## Exercise
Find every line in the data that contains the word "holding" and copy each of those lines. Treat uppercase and lowercase letters as different.

## Entries shown
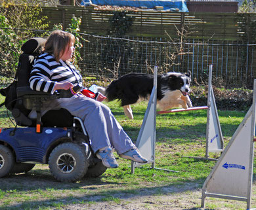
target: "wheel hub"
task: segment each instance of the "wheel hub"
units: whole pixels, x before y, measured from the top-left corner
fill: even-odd
[[[0,169],[5,166],[5,159],[1,154],[0,154]]]
[[[64,173],[72,172],[75,169],[75,158],[72,154],[69,153],[60,154],[56,160],[58,169]]]

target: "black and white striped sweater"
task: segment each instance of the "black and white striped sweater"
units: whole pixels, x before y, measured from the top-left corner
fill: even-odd
[[[40,55],[35,60],[30,73],[30,88],[53,94],[56,82],[66,81],[74,86],[83,87],[82,77],[74,65],[68,65],[62,60],[57,62],[53,55],[47,53]]]

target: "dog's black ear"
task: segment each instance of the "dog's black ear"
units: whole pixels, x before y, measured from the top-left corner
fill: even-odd
[[[177,79],[177,75],[174,74],[171,74],[170,75],[168,76],[168,80],[173,80]]]
[[[188,77],[191,77],[191,71],[188,70],[188,73],[185,73],[185,75]]]

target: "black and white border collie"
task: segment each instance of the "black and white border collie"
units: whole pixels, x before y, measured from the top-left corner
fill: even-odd
[[[190,92],[191,73],[167,73],[158,75],[157,107],[161,111],[192,107]],[[153,88],[154,75],[129,73],[113,80],[105,90],[107,101],[118,99],[125,114],[133,118],[130,105],[148,99]]]

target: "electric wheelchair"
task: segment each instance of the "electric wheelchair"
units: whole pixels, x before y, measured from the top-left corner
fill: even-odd
[[[106,167],[93,152],[81,120],[64,109],[41,115],[45,101],[70,97],[69,91],[50,95],[29,86],[33,61],[44,42],[43,38],[32,38],[22,45],[14,82],[0,90],[7,96],[5,105],[16,124],[0,130],[0,177],[28,172],[35,164],[49,164],[54,177],[62,182],[100,176]],[[8,94],[14,96],[7,101]],[[35,119],[28,116],[32,109],[36,111]]]

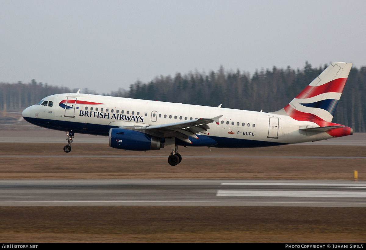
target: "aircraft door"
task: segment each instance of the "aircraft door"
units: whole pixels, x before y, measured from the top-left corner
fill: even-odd
[[[268,128],[268,138],[278,139],[278,118],[269,118],[269,125]]]
[[[151,112],[151,121],[156,121],[157,116],[158,113],[156,111],[153,111]]]
[[[65,105],[65,114],[66,117],[75,117],[75,107],[76,107],[76,98],[68,97]]]

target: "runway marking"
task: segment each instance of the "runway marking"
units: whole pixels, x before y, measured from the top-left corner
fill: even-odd
[[[259,197],[341,197],[366,198],[366,192],[348,191],[291,191],[252,190],[219,190],[217,196]]]
[[[0,155],[0,158],[161,158],[167,155]],[[252,155],[185,155],[186,158],[244,158],[290,159],[366,159],[366,156],[268,156]]]
[[[242,185],[248,186],[328,186],[328,188],[342,188],[342,186],[336,186],[334,183],[318,183],[316,182],[223,182],[221,185]],[[334,186],[329,186],[329,185],[334,185]],[[341,184],[343,186],[347,186],[344,188],[365,188],[365,183],[345,183]]]
[[[366,188],[366,187],[328,187],[328,188]]]
[[[64,187],[132,187],[132,185],[83,185],[83,184],[74,184],[71,185],[10,185],[7,186],[0,185],[0,188],[29,188],[29,187],[51,187],[61,188]]]
[[[101,202],[111,202],[111,203],[132,203],[132,202],[140,202],[140,203],[298,203],[299,204],[366,204],[365,202],[317,202],[312,201],[0,201],[0,204],[2,203],[71,203],[71,202],[80,202],[80,203],[101,203]]]

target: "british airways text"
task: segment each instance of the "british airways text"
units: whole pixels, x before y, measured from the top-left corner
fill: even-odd
[[[121,121],[128,121],[137,122],[142,122],[143,118],[142,116],[137,115],[127,115],[125,114],[113,114],[110,115],[109,113],[106,113],[102,112],[96,112],[94,111],[87,111],[86,110],[80,110],[79,113],[79,116],[86,116],[88,117],[96,117],[96,118],[102,118],[103,119],[114,119],[115,120],[120,120]]]

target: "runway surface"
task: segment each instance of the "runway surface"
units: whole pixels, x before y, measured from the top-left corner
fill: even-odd
[[[67,144],[65,132],[44,129],[37,130],[0,130],[0,143],[55,143]],[[108,137],[76,134],[73,143],[108,144]],[[309,142],[296,145],[366,146],[366,133],[357,133],[348,136],[326,141]]]
[[[366,182],[0,180],[0,206],[366,207]]]

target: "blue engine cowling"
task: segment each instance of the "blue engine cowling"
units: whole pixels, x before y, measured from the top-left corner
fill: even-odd
[[[109,129],[109,147],[127,150],[156,150],[164,147],[161,138],[134,130]]]

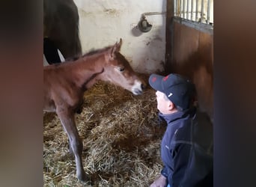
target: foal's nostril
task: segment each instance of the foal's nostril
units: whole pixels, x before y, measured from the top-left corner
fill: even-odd
[[[145,89],[146,85],[144,85],[144,84],[141,84],[141,88],[142,90],[144,90],[144,89]]]

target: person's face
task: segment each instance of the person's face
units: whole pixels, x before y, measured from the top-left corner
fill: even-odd
[[[167,98],[165,94],[161,91],[157,91],[156,92],[156,101],[157,101],[157,109],[162,114],[171,113],[172,102]]]

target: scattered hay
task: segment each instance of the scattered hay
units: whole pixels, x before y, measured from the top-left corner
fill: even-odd
[[[144,76],[145,80],[148,76]],[[44,186],[149,186],[162,169],[155,91],[141,96],[98,82],[85,93],[76,116],[82,159],[92,186],[79,182],[68,138],[55,114],[43,116]]]

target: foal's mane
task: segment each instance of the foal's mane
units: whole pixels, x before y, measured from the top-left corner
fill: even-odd
[[[89,55],[93,55],[97,54],[97,53],[101,53],[101,52],[103,52],[105,51],[107,51],[111,47],[112,47],[112,46],[106,46],[105,48],[99,49],[95,49],[95,50],[93,49],[93,50],[88,52],[88,53],[85,53],[82,57],[86,57],[86,56],[89,56]]]
[[[76,61],[76,60],[79,59],[81,58],[84,58],[84,57],[87,57],[87,56],[90,56],[90,55],[96,55],[96,54],[100,54],[100,53],[102,53],[102,52],[103,52],[105,51],[109,50],[112,46],[106,46],[106,47],[102,48],[102,49],[92,49],[90,52],[88,52],[85,53],[85,55],[83,55],[82,56],[75,57],[75,58],[70,58],[68,60],[66,60],[65,61]]]

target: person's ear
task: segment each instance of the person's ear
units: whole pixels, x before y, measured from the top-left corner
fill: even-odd
[[[169,111],[171,111],[175,108],[175,105],[171,101],[169,101],[168,108]]]

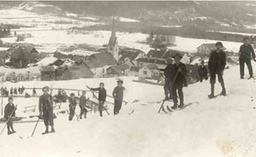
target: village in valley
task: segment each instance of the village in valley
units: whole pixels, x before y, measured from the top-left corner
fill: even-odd
[[[241,79],[239,51],[244,38],[256,50],[256,3],[156,3],[1,2],[1,129],[10,97],[17,109],[16,133],[1,132],[0,155],[221,157],[255,150],[255,78]],[[199,67],[207,67],[217,42],[226,55],[227,96],[210,100],[209,69],[200,80]],[[163,69],[177,55],[187,70],[186,109],[168,113],[164,108],[174,102],[164,98]],[[121,82],[116,115],[114,93]],[[44,89],[53,97],[56,129],[45,136],[39,115]],[[84,118],[77,114],[82,96]],[[72,97],[77,107],[70,120]]]

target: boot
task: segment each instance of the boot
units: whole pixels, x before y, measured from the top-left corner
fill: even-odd
[[[210,99],[214,97],[214,84],[211,84],[211,94],[208,95]]]
[[[181,102],[181,104],[178,106],[179,108],[182,108],[184,107],[184,103]]]
[[[42,133],[42,135],[45,135],[45,134],[48,134],[49,133],[49,127],[46,126],[46,129],[45,129],[45,131]]]
[[[178,105],[176,103],[171,107],[171,109],[175,110],[175,109],[177,109],[177,108],[178,108]]]
[[[54,133],[55,132],[55,129],[53,126],[51,126],[51,133]]]

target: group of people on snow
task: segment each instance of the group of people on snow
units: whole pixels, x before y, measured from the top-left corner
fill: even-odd
[[[251,64],[251,60],[255,61],[255,54],[253,46],[249,44],[249,38],[244,38],[244,44],[240,47],[239,50],[239,62],[240,62],[240,76],[241,78],[244,78],[244,65],[247,64],[249,78],[253,77],[253,67]],[[217,42],[215,44],[216,49],[211,51],[210,54],[208,61],[208,68],[202,61],[201,64],[199,66],[198,73],[199,77],[199,81],[202,82],[205,78],[208,79],[208,73],[210,75],[210,84],[211,84],[211,93],[208,95],[209,98],[215,97],[214,89],[216,84],[216,78],[220,83],[222,87],[222,91],[220,96],[226,96],[226,88],[223,80],[223,72],[226,67],[226,54],[223,50],[223,45],[222,42]],[[164,101],[170,99],[173,100],[174,105],[172,109],[176,109],[177,108],[182,108],[184,106],[184,96],[182,91],[182,87],[187,85],[186,81],[186,65],[181,62],[182,56],[180,54],[176,54],[174,56],[174,63],[172,58],[168,58],[168,65],[164,69],[159,69],[164,72]],[[178,95],[178,96],[177,96]],[[180,104],[178,105],[178,97],[180,99]]]

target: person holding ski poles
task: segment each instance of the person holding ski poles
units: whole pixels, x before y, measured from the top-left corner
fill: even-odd
[[[98,88],[90,88],[87,86],[87,88],[90,90],[92,91],[98,91],[98,111],[99,111],[99,116],[102,117],[102,111],[104,108],[104,103],[106,101],[106,96],[107,96],[107,90],[104,89],[104,84],[100,83]]]
[[[43,116],[45,125],[45,131],[42,134],[49,133],[49,125],[51,127],[51,133],[55,132],[53,123],[53,98],[49,94],[50,87],[45,86],[43,89],[44,94],[39,97],[39,117]]]
[[[226,89],[223,80],[223,71],[226,66],[226,54],[223,51],[223,44],[217,42],[216,50],[212,51],[210,55],[208,61],[208,68],[210,71],[210,84],[211,84],[211,94],[208,96],[210,99],[213,98],[214,96],[214,85],[216,83],[216,75],[217,75],[218,82],[222,86],[222,96],[226,96]]]
[[[68,101],[69,101],[69,106],[68,106],[69,107],[69,119],[68,119],[68,120],[71,121],[73,119],[74,115],[75,114],[75,107],[77,105],[74,93],[70,94],[70,97],[69,97]]]
[[[253,46],[249,44],[249,38],[244,38],[244,44],[241,45],[239,50],[239,63],[240,63],[240,78],[241,79],[244,78],[244,67],[245,63],[247,66],[250,77],[249,78],[253,77],[253,67],[251,63],[252,57],[253,61],[255,61],[255,53]]]
[[[182,58],[182,55],[176,53],[173,56],[175,60],[175,63],[172,65],[170,68],[170,87],[171,93],[173,96],[174,105],[171,107],[172,109],[176,109],[177,108],[184,107],[184,96],[183,96],[183,85],[184,81],[186,80],[185,77],[187,74],[187,69],[185,64],[181,62],[181,59]],[[178,97],[177,91],[180,98],[180,105],[178,106]]]
[[[164,98],[165,101],[172,99],[170,80],[170,69],[171,69],[171,66],[172,66],[172,59],[170,57],[167,58],[167,63],[168,63],[168,65],[166,66],[165,68],[159,69],[159,71],[164,72],[164,95],[165,95],[165,98]]]
[[[115,100],[114,103],[114,115],[119,113],[119,111],[122,108],[122,98],[123,98],[123,91],[125,88],[122,86],[123,81],[119,79],[117,81],[117,86],[114,89],[112,92],[112,96]]]
[[[15,110],[17,109],[16,107],[14,105],[14,98],[9,97],[8,98],[8,104],[4,108],[4,119],[6,119],[7,121],[7,130],[8,135],[15,133],[16,131],[14,130],[13,126],[13,117],[15,117]]]
[[[79,107],[80,108],[80,119],[82,119],[82,115],[85,114],[85,119],[86,118],[87,114],[87,109],[86,108],[86,91],[83,90],[82,91],[82,96],[80,96],[79,99]],[[88,98],[89,99],[89,98]]]

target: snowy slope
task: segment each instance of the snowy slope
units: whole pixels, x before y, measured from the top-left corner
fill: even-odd
[[[16,124],[15,127],[19,134],[8,137],[4,132],[0,137],[1,156],[255,155],[256,83],[253,79],[241,80],[238,67],[224,73],[227,96],[208,100],[209,82],[197,83],[184,88],[185,102],[193,104],[171,114],[157,113],[160,106],[158,102],[164,97],[163,87],[134,83],[134,78],[123,78],[127,88],[125,97],[129,102],[140,102],[123,105],[121,114],[108,116],[104,113],[104,118],[99,118],[98,113],[89,113],[86,119],[79,122],[69,122],[68,115],[59,114],[55,120],[56,134],[41,136],[45,128],[39,123],[33,138],[27,137],[30,136],[34,124]],[[106,83],[110,94],[115,78],[79,79],[65,84],[42,82],[40,86],[53,84],[54,88],[81,89],[83,84],[96,86],[101,81]],[[39,85],[37,82],[16,85],[21,84],[27,87]],[[219,91],[220,85],[217,84],[216,93]],[[37,104],[36,100],[34,103]],[[108,107],[112,113],[113,107],[110,104]],[[133,109],[134,113],[128,115]]]

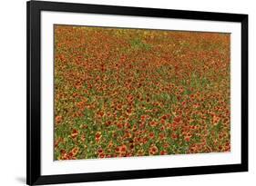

## Response to this exercise
target: person holding ski poles
task: segment each instance of the person holding ski poles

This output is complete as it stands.